[Start SUPPLIED MATERIAL]

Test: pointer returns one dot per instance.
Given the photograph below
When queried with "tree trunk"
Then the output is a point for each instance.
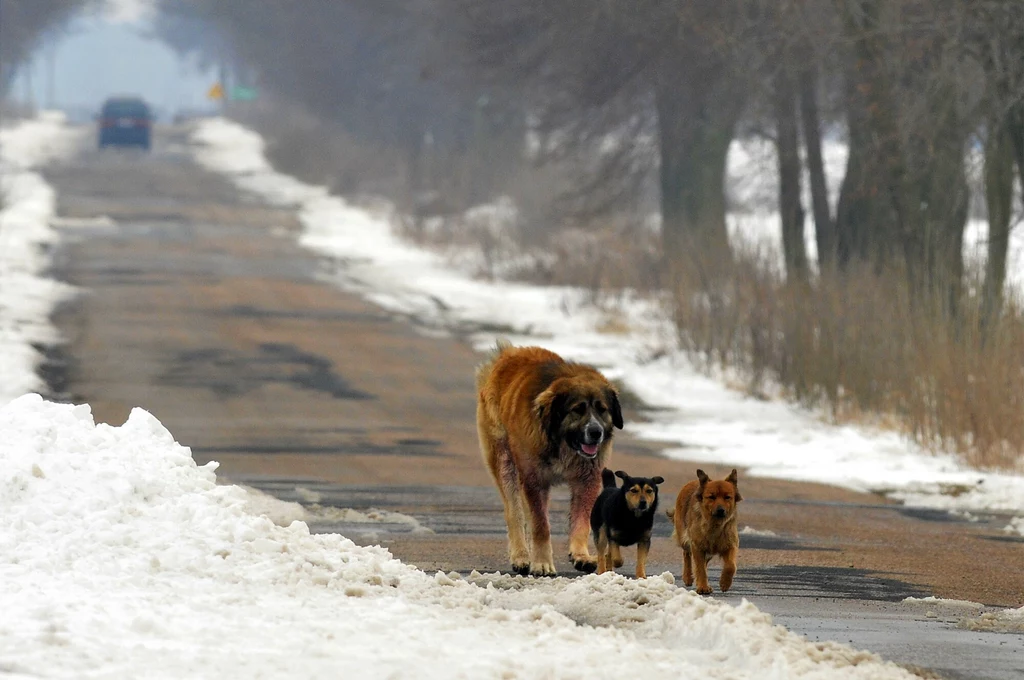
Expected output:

[End SUPPLIED MATERIAL]
[Start SUPPLIED MATERIAL]

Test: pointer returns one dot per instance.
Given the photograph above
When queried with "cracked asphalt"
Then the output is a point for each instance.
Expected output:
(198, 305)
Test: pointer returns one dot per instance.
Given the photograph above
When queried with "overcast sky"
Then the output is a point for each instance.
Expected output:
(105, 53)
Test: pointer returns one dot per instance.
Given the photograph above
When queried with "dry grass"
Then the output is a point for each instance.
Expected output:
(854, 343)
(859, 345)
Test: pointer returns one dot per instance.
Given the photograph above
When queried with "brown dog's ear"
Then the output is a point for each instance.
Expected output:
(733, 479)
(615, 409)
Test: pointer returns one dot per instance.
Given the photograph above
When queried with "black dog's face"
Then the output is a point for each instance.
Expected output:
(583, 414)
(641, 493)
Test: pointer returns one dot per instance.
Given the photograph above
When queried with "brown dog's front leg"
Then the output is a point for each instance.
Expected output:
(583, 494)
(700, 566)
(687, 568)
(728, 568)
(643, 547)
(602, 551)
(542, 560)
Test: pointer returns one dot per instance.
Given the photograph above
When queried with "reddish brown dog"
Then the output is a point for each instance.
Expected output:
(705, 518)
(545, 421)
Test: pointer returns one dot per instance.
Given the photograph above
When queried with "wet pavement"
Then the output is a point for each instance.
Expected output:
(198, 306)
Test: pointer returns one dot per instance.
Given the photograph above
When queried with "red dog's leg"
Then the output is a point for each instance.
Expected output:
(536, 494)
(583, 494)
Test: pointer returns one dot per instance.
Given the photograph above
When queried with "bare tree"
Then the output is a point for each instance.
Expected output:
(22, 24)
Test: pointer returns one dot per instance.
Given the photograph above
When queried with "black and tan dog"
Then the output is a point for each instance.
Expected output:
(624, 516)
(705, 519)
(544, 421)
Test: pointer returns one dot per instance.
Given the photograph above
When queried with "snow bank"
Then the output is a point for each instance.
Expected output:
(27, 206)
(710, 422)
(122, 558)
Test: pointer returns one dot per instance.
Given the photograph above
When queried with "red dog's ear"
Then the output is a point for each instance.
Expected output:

[End SUPPLIED MATERIAL]

• **DIRECTION**
Please copy out each line of the data above that contains the string "black", keeping the lines in their original order.

• **SOLUTION TO THE EXERCISE**
When queried with "black dog's face"
When queried with "black and tan dog"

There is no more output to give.